--- EXCERPTED PASSAGE Enclosed Below ---

Gratz's project was in the zoology division, Thompson said. He studied the impact of population density on water quality in a 150-gallon tank. He had three tanks with populations of 42, 84 and 168 fish. The tank with 84 fish had the best impact on water quality.

Householder competed in the environmental division, Thompson said. He compared vegetable seed grown in volcanic material with those grown in potting soil. The plants in the volcanic material appeared healthier than those grown in the potting soil.

All of the boys learned about aquaculture at Charles Town Junior High School, where they conducted their studies for their projects.

Wilt won first place in the biochemistry division with a two-year project studying stress in hybrid striped bass. He said he taught the fish to swim to a red light in the tank by offering them a reward when the light was on.

He would then turn on a light at the opposite end of the tank and they would swim to it searching for food, he said.

Wilt then took blood samples from the fish and counted the number of red blood cells. He determined that getting the fish to exercise improved their immune systems, making them better able to handle the stress of a fish tank.

Arndt won in the engineering division by working on the aquaculture lab's recirculation system. He hoped to put more air into the tanks to improve the water quality and allow for the growth of more fish in the same amount of water.

--- End of Enclosed EXCERPTED PASSAGE ---

SET OF TASKS ▸
#1 Answer these questions using the passage on the students' aquaculture projects.
(a) How many fish were in the tank that had the best impact on water quality in Gratz's project?
(b) In which division did Householder compete?
(c) What did Wilt count in the blood samples he took from the fish?
#2 Carry the passage on the students' aquaculture projects forward from its final sentence.

--- RECORDS SUPPLIED Enclosed Below ---

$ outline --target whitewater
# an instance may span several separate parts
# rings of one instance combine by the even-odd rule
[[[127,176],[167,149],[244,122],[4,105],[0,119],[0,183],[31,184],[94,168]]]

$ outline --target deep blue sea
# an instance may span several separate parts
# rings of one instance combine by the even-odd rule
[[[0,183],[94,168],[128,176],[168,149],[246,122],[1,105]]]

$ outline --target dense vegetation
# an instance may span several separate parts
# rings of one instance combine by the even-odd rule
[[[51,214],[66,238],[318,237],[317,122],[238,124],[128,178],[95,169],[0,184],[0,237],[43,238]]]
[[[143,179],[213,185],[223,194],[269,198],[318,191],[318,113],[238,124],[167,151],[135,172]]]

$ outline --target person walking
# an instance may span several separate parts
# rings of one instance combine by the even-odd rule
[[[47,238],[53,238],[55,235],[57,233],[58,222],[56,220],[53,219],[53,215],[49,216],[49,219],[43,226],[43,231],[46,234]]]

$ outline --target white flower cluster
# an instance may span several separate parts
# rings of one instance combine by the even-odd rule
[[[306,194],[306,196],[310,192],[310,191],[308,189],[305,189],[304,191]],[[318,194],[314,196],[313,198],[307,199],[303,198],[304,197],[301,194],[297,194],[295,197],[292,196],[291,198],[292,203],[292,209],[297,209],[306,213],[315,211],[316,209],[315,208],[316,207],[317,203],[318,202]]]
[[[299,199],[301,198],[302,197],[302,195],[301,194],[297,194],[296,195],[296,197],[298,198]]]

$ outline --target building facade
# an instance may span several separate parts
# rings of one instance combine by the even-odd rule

--- End of Enclosed RECORDS SUPPLIED ---

RESULTS FOR EACH TASK ▸
#1
(a) 84
(b) The environmental division
(c) The number of red blood cells

#2
Arndt studied the differences in the water quality by injecting air bubbles at different depths and by increasing the size of the air bubbles.

Aliucci won first place in the botany division. He believed that using fish waste as a fertilizer would be more effective than synthetic commercial fertilizers.

He planted lettuce in the fish waste and compared it over a seven-week period with lettuce fertilized with a commercial product.

The lettuce in the commercial fertilizer had better leaves and a deeper root system, disproving his initial hypothesis, he said. The contest judged him the winner, however, based on the strength of his study.

Aliucci and Wilt said they plan on going into fish farming as a business venture together. They said they recently poured concrete footers for the greenhouse they're building to raise fish in tanks for markets.

While they've worked out the technology and business plans, they have not yet come up with a name for their planned company.

"We're still working on that," Wilt said.